§ WRITTEN REQUEST
Reproduce every line of the data below verbatim, with no changes.

§ Point labels for objects
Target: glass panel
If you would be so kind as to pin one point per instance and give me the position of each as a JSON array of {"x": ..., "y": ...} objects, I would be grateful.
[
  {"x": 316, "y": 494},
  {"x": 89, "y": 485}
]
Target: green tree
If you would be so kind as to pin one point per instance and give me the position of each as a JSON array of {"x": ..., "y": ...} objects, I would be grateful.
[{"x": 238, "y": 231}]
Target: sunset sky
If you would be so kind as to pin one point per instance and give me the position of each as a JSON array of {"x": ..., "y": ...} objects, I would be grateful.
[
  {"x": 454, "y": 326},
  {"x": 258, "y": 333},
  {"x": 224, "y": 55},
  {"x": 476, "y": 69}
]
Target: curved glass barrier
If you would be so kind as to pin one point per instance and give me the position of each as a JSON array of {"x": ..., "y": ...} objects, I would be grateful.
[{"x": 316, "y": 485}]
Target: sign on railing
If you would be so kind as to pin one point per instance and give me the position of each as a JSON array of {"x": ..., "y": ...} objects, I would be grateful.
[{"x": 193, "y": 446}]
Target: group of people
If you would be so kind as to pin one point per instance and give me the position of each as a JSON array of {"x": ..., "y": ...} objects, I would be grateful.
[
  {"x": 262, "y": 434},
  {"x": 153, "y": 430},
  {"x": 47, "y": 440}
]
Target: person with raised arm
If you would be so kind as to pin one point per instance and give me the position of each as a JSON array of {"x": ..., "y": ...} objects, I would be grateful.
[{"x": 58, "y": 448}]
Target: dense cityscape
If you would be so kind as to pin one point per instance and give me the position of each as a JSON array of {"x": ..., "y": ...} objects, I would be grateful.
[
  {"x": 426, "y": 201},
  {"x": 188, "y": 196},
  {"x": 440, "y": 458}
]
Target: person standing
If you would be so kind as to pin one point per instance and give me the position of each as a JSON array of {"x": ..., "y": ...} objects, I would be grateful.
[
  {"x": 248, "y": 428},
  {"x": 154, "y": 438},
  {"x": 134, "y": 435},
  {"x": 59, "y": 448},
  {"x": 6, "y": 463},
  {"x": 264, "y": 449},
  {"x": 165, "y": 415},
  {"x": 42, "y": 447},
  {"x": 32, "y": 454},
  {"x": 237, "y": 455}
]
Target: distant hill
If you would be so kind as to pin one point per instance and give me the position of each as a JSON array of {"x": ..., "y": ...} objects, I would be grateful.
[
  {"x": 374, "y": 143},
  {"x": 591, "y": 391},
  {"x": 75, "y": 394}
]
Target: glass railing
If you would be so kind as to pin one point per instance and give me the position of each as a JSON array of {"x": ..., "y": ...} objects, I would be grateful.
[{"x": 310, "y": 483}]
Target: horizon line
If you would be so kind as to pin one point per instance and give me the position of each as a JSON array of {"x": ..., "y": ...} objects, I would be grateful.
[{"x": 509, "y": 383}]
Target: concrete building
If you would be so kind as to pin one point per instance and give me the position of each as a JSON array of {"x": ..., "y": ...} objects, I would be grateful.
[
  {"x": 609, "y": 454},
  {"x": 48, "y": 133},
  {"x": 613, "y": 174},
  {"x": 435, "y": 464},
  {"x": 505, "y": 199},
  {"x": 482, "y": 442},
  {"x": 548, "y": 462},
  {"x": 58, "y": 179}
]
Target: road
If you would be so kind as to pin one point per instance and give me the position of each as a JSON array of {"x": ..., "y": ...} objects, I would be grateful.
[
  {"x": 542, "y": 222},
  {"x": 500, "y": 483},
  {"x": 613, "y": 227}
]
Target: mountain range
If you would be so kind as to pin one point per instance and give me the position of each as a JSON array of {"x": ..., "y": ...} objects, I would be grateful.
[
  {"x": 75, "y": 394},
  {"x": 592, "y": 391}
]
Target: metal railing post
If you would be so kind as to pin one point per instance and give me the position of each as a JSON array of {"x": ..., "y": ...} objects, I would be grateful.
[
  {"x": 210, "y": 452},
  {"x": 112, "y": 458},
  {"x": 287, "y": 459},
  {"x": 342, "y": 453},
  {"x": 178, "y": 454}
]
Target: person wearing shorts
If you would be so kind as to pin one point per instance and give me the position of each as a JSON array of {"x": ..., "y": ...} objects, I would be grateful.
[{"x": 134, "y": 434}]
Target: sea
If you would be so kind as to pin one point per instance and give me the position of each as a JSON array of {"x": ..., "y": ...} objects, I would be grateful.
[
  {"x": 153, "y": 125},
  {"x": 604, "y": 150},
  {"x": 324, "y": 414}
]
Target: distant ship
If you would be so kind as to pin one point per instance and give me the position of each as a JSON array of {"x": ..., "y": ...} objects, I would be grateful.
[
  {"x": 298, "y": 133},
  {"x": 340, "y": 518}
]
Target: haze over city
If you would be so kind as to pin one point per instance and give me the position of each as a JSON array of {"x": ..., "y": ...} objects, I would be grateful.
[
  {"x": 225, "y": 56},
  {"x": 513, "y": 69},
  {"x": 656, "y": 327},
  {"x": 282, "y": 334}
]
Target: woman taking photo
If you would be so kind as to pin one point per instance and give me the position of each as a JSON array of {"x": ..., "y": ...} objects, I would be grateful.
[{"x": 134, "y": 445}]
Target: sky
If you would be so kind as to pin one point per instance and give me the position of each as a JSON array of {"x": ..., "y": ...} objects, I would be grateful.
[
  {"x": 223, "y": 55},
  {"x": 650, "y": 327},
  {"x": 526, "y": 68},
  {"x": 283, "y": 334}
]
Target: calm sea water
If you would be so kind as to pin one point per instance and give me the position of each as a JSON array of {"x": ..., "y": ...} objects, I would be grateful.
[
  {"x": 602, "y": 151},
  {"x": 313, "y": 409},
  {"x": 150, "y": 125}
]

§ TASK OUTPUT
Target: glass panel
If you would be so kind as to pin one point per instance and give me the position of each as a JSON array of {"x": ..., "y": ...} objects, I would be grateful.
[
  {"x": 316, "y": 494},
  {"x": 89, "y": 485}
]
Target: green tree
If you would be so kind as to pin one point per instance and give me the position of each as a JSON array of {"x": ..., "y": ...} objects, I would be grateful.
[{"x": 238, "y": 231}]
Target: sunset sky
If you would be so kind as to pin one point per instance and give me the position of each as a JSON array of {"x": ..., "y": ...} objects, I would be grateful.
[
  {"x": 454, "y": 326},
  {"x": 258, "y": 333},
  {"x": 224, "y": 55},
  {"x": 476, "y": 69}
]
Target: curved glass barrier
If you would be so kind as to pin one point per instance and give me the position of each as a JSON array of {"x": ..., "y": ...} objects, I would be grateful.
[{"x": 316, "y": 485}]
Target: sign on railing
If you would be so kind as to pin one point per instance and give me the position of each as a JSON array of {"x": ..., "y": ...} objects, I would be grateful.
[{"x": 193, "y": 446}]
Target: group of people
If you would be so kind as to pin one point per instance and give me the position of each as a JSON array of {"x": ..., "y": ...} objects, I would be grateful.
[
  {"x": 262, "y": 434},
  {"x": 153, "y": 430},
  {"x": 47, "y": 440}
]
Target: person with raised arm
If you would be so kind as to pin one point per instance and give me the position of each as a JSON array of {"x": ..., "y": ...} objects, I would be grateful.
[{"x": 58, "y": 448}]
Target: dense cityscape
If you would be so kind as to pin one point per instance and give me the position of each as a JSON array of {"x": ..., "y": ...} objects, I would be grateful.
[
  {"x": 426, "y": 201},
  {"x": 188, "y": 196},
  {"x": 440, "y": 458}
]
Target: person standing
If you would be so kind as to pin one point per instance and give me the position of each as a JSON array of {"x": ..., "y": ...} objects, I would be grateful.
[
  {"x": 248, "y": 428},
  {"x": 154, "y": 438},
  {"x": 134, "y": 435},
  {"x": 59, "y": 448},
  {"x": 6, "y": 463},
  {"x": 264, "y": 449},
  {"x": 165, "y": 415},
  {"x": 42, "y": 447},
  {"x": 32, "y": 454},
  {"x": 237, "y": 455}
]
Target: distant hill
If you would be so kind as to pin one point per instance and give me the position of each as a JSON array of {"x": ..., "y": ...} objects, I would be grateful.
[
  {"x": 374, "y": 143},
  {"x": 591, "y": 391},
  {"x": 75, "y": 394}
]
Target: glass railing
If you would be so kind as to pin one point per instance and give me the position of each as a JSON array of {"x": ..., "y": ...} objects, I would be grateful.
[{"x": 310, "y": 483}]
Target: horizon line
If you would be so kind as to pin one point per instance and give me the position of each as a JSON array of {"x": ..., "y": ...} objects, I would be grateful.
[{"x": 509, "y": 383}]
Target: concrete building
If you would be so kind as to pin one point per instance and give me the position of each as a JSON array of {"x": ..., "y": ...} objects, I would be grateful.
[
  {"x": 609, "y": 454},
  {"x": 48, "y": 133},
  {"x": 613, "y": 174},
  {"x": 435, "y": 464},
  {"x": 505, "y": 199},
  {"x": 482, "y": 442},
  {"x": 548, "y": 462},
  {"x": 58, "y": 179}
]
Target: road
If you would be so kind as to pin one point per instance and give me the position of each as a JSON array of {"x": ..., "y": ...} objects, I would be grateful.
[
  {"x": 542, "y": 222},
  {"x": 500, "y": 483},
  {"x": 613, "y": 227}
]
Target: mountain range
If you would be so kind as to pin one point per instance and give me the position of each as a JSON array of {"x": ..., "y": ...} objects, I would be grateful.
[
  {"x": 75, "y": 394},
  {"x": 592, "y": 391}
]
Target: metal railing post
If you would be so kind as to pin one point per instance and give me the position of each as a JSON array of {"x": ..., "y": ...} objects, I would be grateful.
[
  {"x": 210, "y": 452},
  {"x": 112, "y": 458},
  {"x": 287, "y": 459},
  {"x": 342, "y": 453},
  {"x": 178, "y": 454}
]
Target: person wearing shorts
If you would be so kind as to pin one point per instance and give me the position of each as a JSON array of {"x": ..., "y": ...} objects, I would be grateful.
[{"x": 134, "y": 434}]
Target: sea
If you would be so kind as to pin one point per instance and give me the position of each as a JSON array of {"x": ..., "y": ...} objects, I would be grateful.
[
  {"x": 153, "y": 125},
  {"x": 604, "y": 150},
  {"x": 324, "y": 414}
]
Target: distant ship
If you would be so kind as to pin one point per instance and give me the position of each as a JSON array of {"x": ..., "y": ...} objects, I would be grateful.
[
  {"x": 298, "y": 133},
  {"x": 340, "y": 518}
]
Target: haze over city
If you would be so kind as to pin one point per instance and give me the position of each as a JSON array of {"x": ..., "y": ...} objects, I would be grateful.
[
  {"x": 225, "y": 56},
  {"x": 513, "y": 69},
  {"x": 656, "y": 327},
  {"x": 282, "y": 334}
]
Target: woman taking photo
If you would be so kind as to pin one point per instance and give me the position of each as a JSON array of {"x": ..., "y": ...} objects, I would be grateful.
[{"x": 134, "y": 445}]
Target: sky
If you would be so kind as to pin one point per instance and give me the position of each as a JSON array of {"x": ..., "y": ...} objects, I would be grateful.
[
  {"x": 223, "y": 55},
  {"x": 650, "y": 327},
  {"x": 526, "y": 68},
  {"x": 283, "y": 334}
]
Target: calm sea water
If you would be so kind as to pin one point per instance and give me the position of each as a JSON array of {"x": ..., "y": ...} objects, I would be grateful.
[
  {"x": 602, "y": 151},
  {"x": 313, "y": 409},
  {"x": 150, "y": 125}
]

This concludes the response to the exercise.